**** Exercise data

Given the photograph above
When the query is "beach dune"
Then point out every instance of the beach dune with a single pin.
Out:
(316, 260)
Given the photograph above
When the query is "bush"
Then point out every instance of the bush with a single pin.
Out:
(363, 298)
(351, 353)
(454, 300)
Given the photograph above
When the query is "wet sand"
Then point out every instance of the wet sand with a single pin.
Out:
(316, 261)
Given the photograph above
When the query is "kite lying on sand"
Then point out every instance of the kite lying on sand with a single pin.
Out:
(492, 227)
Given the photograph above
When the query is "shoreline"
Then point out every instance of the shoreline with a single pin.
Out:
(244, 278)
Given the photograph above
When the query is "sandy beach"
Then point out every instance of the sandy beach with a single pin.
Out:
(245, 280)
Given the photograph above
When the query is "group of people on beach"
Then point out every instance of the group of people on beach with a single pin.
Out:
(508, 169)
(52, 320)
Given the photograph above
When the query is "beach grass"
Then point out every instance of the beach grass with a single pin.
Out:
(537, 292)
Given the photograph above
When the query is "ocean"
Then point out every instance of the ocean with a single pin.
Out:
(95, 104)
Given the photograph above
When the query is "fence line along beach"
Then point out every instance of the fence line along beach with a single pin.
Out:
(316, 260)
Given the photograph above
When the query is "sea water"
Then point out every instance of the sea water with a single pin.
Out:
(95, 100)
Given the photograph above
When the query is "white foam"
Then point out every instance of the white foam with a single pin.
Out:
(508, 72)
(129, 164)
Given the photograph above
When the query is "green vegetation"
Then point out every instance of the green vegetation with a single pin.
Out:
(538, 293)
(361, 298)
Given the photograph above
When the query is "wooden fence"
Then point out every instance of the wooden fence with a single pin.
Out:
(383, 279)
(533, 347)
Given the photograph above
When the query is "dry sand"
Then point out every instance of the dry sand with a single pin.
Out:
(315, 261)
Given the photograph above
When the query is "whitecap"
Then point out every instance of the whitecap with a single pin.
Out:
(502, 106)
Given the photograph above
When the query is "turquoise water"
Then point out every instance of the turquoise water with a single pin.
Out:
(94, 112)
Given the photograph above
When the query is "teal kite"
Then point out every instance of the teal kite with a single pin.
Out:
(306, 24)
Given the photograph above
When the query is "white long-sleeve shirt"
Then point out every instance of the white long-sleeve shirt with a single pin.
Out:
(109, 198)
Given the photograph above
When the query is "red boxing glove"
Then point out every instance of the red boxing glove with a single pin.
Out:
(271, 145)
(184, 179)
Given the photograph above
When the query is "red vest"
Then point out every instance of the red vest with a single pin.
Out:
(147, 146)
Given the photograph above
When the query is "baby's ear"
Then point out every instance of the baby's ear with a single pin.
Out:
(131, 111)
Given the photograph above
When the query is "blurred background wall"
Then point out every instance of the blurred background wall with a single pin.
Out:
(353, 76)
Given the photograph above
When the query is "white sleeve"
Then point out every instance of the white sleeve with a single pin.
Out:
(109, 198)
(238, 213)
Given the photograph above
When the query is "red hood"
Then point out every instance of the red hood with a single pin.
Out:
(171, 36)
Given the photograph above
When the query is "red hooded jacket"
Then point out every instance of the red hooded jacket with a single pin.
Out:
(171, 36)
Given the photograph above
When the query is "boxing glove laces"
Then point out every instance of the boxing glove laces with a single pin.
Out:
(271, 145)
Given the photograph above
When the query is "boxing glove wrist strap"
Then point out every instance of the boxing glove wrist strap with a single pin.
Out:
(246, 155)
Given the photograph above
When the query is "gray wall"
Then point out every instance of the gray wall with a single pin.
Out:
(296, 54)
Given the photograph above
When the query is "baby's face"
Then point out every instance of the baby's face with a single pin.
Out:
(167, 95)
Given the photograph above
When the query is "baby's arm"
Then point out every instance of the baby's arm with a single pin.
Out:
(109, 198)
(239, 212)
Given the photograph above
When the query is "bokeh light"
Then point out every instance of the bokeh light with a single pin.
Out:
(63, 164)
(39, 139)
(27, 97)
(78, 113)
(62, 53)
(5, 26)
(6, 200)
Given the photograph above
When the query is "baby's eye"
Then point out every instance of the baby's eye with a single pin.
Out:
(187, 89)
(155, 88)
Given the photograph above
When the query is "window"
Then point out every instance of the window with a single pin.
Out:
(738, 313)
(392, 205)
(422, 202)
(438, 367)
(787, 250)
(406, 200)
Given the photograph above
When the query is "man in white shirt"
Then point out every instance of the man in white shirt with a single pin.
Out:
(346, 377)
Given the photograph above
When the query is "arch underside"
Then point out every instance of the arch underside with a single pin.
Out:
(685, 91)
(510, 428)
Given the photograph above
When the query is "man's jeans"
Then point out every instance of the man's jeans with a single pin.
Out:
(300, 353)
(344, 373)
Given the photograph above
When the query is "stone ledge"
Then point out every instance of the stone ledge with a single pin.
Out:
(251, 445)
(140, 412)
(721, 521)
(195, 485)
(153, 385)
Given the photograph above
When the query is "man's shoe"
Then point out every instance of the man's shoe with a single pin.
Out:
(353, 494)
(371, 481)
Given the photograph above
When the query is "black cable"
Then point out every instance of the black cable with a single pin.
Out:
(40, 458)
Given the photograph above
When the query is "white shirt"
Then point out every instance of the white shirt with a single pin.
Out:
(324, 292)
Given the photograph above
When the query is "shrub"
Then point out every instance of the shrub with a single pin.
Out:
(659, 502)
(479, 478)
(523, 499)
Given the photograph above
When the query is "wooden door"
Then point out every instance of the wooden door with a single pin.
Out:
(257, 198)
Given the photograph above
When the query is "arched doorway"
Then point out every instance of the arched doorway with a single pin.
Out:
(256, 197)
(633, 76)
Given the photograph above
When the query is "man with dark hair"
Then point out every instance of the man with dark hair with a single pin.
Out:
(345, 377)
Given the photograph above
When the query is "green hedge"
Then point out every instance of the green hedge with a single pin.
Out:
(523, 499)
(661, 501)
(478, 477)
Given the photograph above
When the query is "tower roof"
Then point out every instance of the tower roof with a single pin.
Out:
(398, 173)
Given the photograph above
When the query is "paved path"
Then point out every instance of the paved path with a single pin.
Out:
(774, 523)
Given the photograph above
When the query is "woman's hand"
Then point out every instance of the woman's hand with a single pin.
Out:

********

_Aim_. Every record should be repeated exactly; please leave none out.

_Output below_.
Given the photograph above
When the query is "beach dune"
Then point out every instance of the beach dune with a single pin.
Out:
(316, 260)
Given the photograph above
When the query is "bush"
Then point out every instance of the bush with a single pin.
Out:
(363, 298)
(351, 353)
(454, 300)
Given the photograph above
When the query is "wet sand"
Then point out every instance of the wet sand with a single pin.
Out:
(316, 261)
Given the photograph above
When the query is "kite lying on sand"
Then point out every instance of the kite lying on sand with a single pin.
Out:
(492, 227)
Given the photograph above
When the query is "shoreline"
Then point out every instance of the shoreline with a single pin.
Out:
(244, 278)
Given the photograph above
When the query is "sandy beach"
Then point out every instance of the sandy beach with a single pin.
Out:
(245, 280)
Given the photograph above
When the query is "group of people on beach"
Then point out every instance of the group of people on beach with a single pin.
Out:
(508, 169)
(52, 320)
Given the photograph above
When the query is "beach grass"
Then point out every instance of the beach grass with a single pin.
Out:
(537, 292)
Given the photograph above
When the query is "ocean"
Then point out every instance of the ocean with a single pin.
Out:
(95, 104)
Given the photograph above
When the query is "fence line along beach"
Then point out every instance of the fence line along beach with a single pin.
Out:
(316, 260)
Given the photograph above
When the query is "sea water"
Then point out every instance of the sea water with a single pin.
Out:
(95, 100)
Given the photograph above
When the query is "white foam"
Then point out every instance of the white foam with a single pin.
Out:
(508, 72)
(129, 164)
Given the photograph above
When the query is "green vegetation"
Then point out every instance of the green vegetation with a single pin.
Out:
(538, 293)
(361, 298)
Given the photograph above
When the query is "wooden fence"
Then point out every instance of the wooden fence with a single pin.
Out:
(383, 279)
(533, 347)
Given the photograph above
When the query is "dry sand"
Then point out every instance of the dry sand with a single pin.
Out:
(315, 261)
Given the photograph above
When the query is "whitecap"
Then point out every instance of the whitecap with a single pin.
Out:
(502, 106)
Given the photograph above
When the query is "turquoise water"
Then point out every instance of the turquoise water with a single pin.
Out:
(94, 112)
Given the photograph above
When the query is "teal kite"
Then point out every instance of the teal kite with a single pin.
Out:
(306, 24)
Given the photograph above
When the query is "white long-sleeve shirt"
Then point out every instance of the white long-sleeve shirt with a single pin.
Out:
(109, 198)
Given the photograph above
When the query is "red boxing glove"
Then point out every instance of the red boxing glove with a single pin.
Out:
(271, 145)
(184, 179)
Given the photograph above
When the query is "red vest"
Then point out every instance of the red vest with a single pin.
Out:
(147, 146)
Given the photograph above
When the query is "baby's ear"
Then point out every instance of the baby's ear with a single pin.
Out:
(131, 111)
Given the photograph above
When the query is "blurred background wall"
Then point out every instance of the blurred background wall with a single pin.
Out:
(353, 76)
Given the photograph above
When the query is "white sleeve"
Then point out every instance of the white sleeve with a single pin.
Out:
(109, 198)
(238, 213)
Given the photograph above
When the query is "red hood"
Then point out every instance of the red hood with a single pin.
Out:
(171, 36)
Given the photograph above
When the query is "red hooded jacket"
Then point out every instance of the red hooded jacket with a single pin.
Out:
(171, 36)
Given the photograph above
When the query is "boxing glove laces"
Then point out every instance of the boxing glove laces with a single pin.
Out:
(271, 145)
Given the photograph above
When the query is "boxing glove wrist strap"
Then point out every instance of the boxing glove wrist strap with a single pin.
Out:
(246, 155)
Given the photograph above
When the query is "gray wall"
Then point out every instance of the gray wall with a single pin.
Out:
(296, 54)
Given the photograph above
When the query is "baby's face"
Then point out every instance of the baby's face with a single pin.
Out:
(167, 95)
Given the photograph above
When the query is "baby's arm"
Then point out every instance of the baby's arm with a single pin.
Out:
(109, 198)
(239, 212)
Given the photograph above
When the query is "bokeh light"
Then point out every instance of the bokeh light with a single pin.
Out:
(63, 164)
(39, 139)
(27, 97)
(78, 113)
(62, 53)
(5, 26)
(6, 200)
Given the photograph above
When the query is "baby's eye"
Then point out every instance of the baby's eye with a single pin.
Out:
(187, 89)
(155, 88)
Given the photograph above
When the query is "window"
Then point out every instance of the window with a single pin.
Out:
(738, 313)
(392, 205)
(422, 202)
(438, 367)
(787, 250)
(406, 200)
Given the photograph above
When the query is "man in white shirt"
Then point out every instance of the man in white shirt with a single pin.
Out:
(346, 377)
Given the photograph above
When the query is "arch underside"
Then point out every instance of the arch underside with a single pin.
Out:
(685, 91)
(510, 428)
Given the photograph above
When the query is "man's jeans"
Then point out every instance of the man's jeans with a single pin.
Out:
(300, 353)
(344, 373)
Given the photograph above
When the query is "stone ledge"
Then point out every instance of the stone ledge with a single pin.
Out:
(251, 445)
(140, 412)
(721, 521)
(195, 485)
(153, 385)
Given the photograph above
When the query is "man's shoe"
Then point out every instance of the man's shoe with a single pin.
Out:
(353, 494)
(371, 481)
Given the photograph above
When the query is "black cable"
Then point out every instance of the black cable with a single pin.
Out:
(40, 458)
Given the photograph above
When the query is "white shirt"
Then point out every instance of the white shirt with a single pin.
Out:
(324, 292)
Given the photograph above
When the query is "shrub"
Then point out every instance of the shrub with a single pin.
Out:
(659, 502)
(479, 478)
(523, 499)
Given the photograph above
When the query is "wooden door"
Then point out every instance of the wooden door with a single pin.
Out:
(257, 198)
Given the photograph above
When the query is "arched doorway"
Then point out every instance of the arched doorway with a single pin.
Out:
(256, 197)
(633, 76)
Given the photograph above
When the query is "man with dark hair"
Then point out every instance of the man with dark hair with a single pin.
Out:
(345, 377)
Given the photograph above
When the query is "green hedge"
Then point out every instance of the green hedge with a single pin.
Out:
(523, 499)
(661, 501)
(478, 477)
Given the photograph above
When the query is "tower roof"
Then point out every instance of the tower roof with a single pin.
Out:
(398, 173)
Given the photograph above
When the query is "paved path"
Then point out every instance of the paved path with a single pin.
Out:
(774, 523)
Given the photograph above
When the query is "woman's hand"
Then point out every instance of the woman's hand with a single pin.
Out:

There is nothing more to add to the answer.